### Task 1
Rewrite the records that follow the text, changing "painted blue stripe" to "painted road marking" and leaving everything else unchanged.

### Text provided
• • •

Exercise before you start your day.
Getting in regular physical activity plays a vital role in promoting solid energy levels during your day. So find exercises you enjoy, and kick your day off with them. Even a brisk morning walk works wonders.
"When we engage in physical activity, our bodies increase the production of endorphins, the 'feel-good' hormones, which help boost our mood and energy," Manaker says. "Additionally, exercise enhances blood flow, ensuring that oxygen and nutrients are efficiently delivered to our muscles and tissues, improving their function and endurance."
Avoid checking your phone when you wake up.
We all know how easy it is to wake up and reach for your phone to check emails and social media. But this is something Kelsey Decker, NSCA-CPT and manager of training for StretchLab, cautions against.
"I adapted this practice from Jay Shetty," Decker tells us. "He describes that looking at your phone first thing in the morning drains your energy toward others instead of using it for yourself. When I wake up, I put my phone in the living room while I take time to wash my face and get ready. This allows me about 30 minutes in the morning to wake up, have my own thoughts, and get my mind right for the day instead of being influenced by others or adding unneeded stress before the day begins."

• • •

### Information supplied
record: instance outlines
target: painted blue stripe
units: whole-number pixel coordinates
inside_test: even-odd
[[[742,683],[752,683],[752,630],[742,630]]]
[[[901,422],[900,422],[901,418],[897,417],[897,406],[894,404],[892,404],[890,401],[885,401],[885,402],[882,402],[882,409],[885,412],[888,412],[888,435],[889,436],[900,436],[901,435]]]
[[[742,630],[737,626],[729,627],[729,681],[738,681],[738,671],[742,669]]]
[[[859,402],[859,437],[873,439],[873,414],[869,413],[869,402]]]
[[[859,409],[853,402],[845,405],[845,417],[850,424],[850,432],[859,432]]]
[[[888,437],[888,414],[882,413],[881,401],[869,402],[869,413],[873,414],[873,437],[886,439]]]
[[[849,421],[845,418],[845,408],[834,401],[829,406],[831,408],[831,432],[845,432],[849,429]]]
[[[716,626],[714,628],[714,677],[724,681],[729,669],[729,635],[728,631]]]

• • •

### Task 2
In the text on morning energy habits, where does Decker put the phone on waking up?

### Exercise answer 1
record: instance outlines
target: painted road marking
units: whole-number pixel coordinates
inside_test: even-odd
[[[742,683],[752,683],[752,630],[742,630]]]
[[[901,422],[900,422],[901,418],[897,417],[897,406],[894,404],[892,404],[890,401],[885,401],[885,402],[882,402],[882,409],[885,412],[888,412],[888,435],[889,436],[900,436],[901,435]]]
[[[742,630],[737,626],[729,627],[729,681],[738,681],[738,671],[742,669]]]
[[[859,402],[859,437],[873,439],[873,414],[869,413],[869,402]]]
[[[859,409],[853,402],[845,405],[845,417],[850,424],[850,432],[859,432]]]
[[[888,437],[888,414],[882,413],[881,401],[869,402],[869,413],[873,414],[873,437],[886,439]]]
[[[849,421],[845,418],[845,408],[834,401],[829,406],[831,408],[831,432],[845,432],[849,429]]]
[[[716,626],[714,628],[714,677],[724,681],[729,669],[729,635],[728,631]]]

### Exercise answer 2
In the living room.